*** Supplied data ***

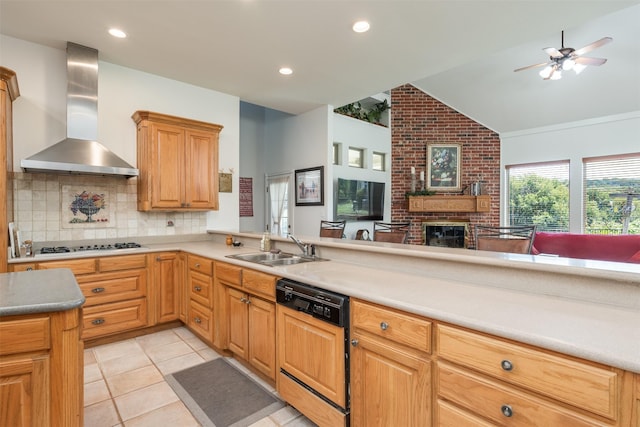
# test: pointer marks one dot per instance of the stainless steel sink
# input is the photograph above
(273, 259)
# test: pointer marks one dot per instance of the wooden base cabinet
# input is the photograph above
(248, 316)
(507, 383)
(41, 370)
(200, 292)
(390, 367)
(115, 288)
(167, 274)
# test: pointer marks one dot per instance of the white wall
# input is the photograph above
(40, 111)
(350, 132)
(604, 136)
(300, 142)
(252, 154)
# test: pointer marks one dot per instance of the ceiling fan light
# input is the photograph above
(578, 68)
(568, 64)
(545, 73)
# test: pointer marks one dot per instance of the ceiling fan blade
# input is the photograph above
(585, 60)
(553, 52)
(594, 45)
(532, 66)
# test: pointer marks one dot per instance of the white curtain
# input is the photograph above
(278, 196)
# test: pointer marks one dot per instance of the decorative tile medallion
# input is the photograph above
(87, 207)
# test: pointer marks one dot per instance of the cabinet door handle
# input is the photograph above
(506, 365)
(507, 410)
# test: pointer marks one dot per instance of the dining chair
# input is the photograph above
(333, 229)
(514, 239)
(392, 232)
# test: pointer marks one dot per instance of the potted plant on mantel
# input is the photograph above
(371, 115)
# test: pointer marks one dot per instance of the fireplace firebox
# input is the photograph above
(447, 234)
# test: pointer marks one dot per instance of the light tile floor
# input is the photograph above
(125, 386)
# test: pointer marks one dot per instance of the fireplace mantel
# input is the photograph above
(449, 203)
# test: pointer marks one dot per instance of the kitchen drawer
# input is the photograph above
(110, 287)
(583, 385)
(402, 328)
(22, 335)
(200, 264)
(125, 262)
(230, 274)
(500, 403)
(449, 415)
(257, 282)
(78, 266)
(201, 321)
(110, 318)
(201, 289)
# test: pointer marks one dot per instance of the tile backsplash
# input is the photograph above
(43, 210)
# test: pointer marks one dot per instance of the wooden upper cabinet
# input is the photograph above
(8, 93)
(178, 163)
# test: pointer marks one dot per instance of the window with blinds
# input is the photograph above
(539, 194)
(612, 194)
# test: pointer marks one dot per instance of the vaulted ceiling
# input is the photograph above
(461, 52)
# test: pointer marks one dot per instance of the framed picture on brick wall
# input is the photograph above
(443, 167)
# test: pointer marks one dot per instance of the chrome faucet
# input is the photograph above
(306, 248)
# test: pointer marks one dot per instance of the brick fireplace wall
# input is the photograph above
(418, 120)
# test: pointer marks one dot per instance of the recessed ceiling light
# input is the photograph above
(361, 27)
(117, 33)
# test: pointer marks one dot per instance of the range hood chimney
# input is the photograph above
(80, 153)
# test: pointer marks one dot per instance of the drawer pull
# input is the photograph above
(507, 411)
(506, 365)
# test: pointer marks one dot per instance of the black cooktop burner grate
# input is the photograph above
(55, 250)
(96, 247)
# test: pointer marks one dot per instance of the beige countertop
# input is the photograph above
(580, 308)
(42, 291)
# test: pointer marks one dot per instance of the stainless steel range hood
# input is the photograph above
(80, 153)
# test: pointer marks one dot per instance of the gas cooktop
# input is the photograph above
(62, 250)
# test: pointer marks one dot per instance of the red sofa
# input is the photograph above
(621, 248)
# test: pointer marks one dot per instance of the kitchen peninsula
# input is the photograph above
(41, 364)
(566, 330)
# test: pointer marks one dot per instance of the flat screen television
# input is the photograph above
(359, 200)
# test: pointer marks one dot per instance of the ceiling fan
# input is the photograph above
(568, 58)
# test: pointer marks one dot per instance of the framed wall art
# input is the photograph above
(443, 167)
(309, 186)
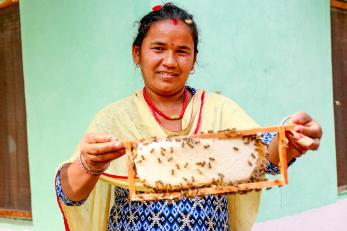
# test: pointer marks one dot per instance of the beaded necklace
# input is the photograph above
(156, 111)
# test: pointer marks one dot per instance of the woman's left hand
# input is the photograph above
(305, 126)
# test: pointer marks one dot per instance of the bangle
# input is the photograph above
(88, 170)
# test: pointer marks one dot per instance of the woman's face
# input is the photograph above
(166, 56)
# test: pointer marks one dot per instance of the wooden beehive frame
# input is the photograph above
(282, 180)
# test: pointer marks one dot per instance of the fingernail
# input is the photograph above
(113, 138)
(297, 137)
(299, 130)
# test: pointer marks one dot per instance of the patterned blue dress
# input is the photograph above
(198, 213)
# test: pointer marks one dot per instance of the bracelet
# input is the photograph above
(88, 170)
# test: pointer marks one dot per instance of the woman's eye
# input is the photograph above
(182, 52)
(158, 48)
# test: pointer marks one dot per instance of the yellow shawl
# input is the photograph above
(131, 119)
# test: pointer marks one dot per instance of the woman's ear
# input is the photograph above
(136, 54)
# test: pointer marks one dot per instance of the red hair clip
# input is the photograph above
(157, 7)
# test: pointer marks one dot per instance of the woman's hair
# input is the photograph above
(167, 11)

*** End of Supplied data ***

Work task – Leave the pictures out and please restate exactly the lines running from the start of the material through the one with "ceiling fan blade".

Your response –
# test: pointer marks one dot per instance of the stainless steel sink
# input is the photograph above
(273, 259)
# test: pointer marks one dot per instance of the wooden base cabinet
# input is the photograph above
(248, 316)
(507, 383)
(41, 370)
(200, 292)
(390, 367)
(115, 288)
(167, 274)
# test: pointer marks one dot per instance of the white wall
# input is the photograph above
(40, 111)
(350, 132)
(604, 136)
(300, 142)
(252, 154)
# test: pointer marks one dot per instance of the ceiling fan light
# input is the photograph above
(578, 68)
(568, 64)
(545, 73)
# test: pointer marks one dot per instance of the ceiling fan blade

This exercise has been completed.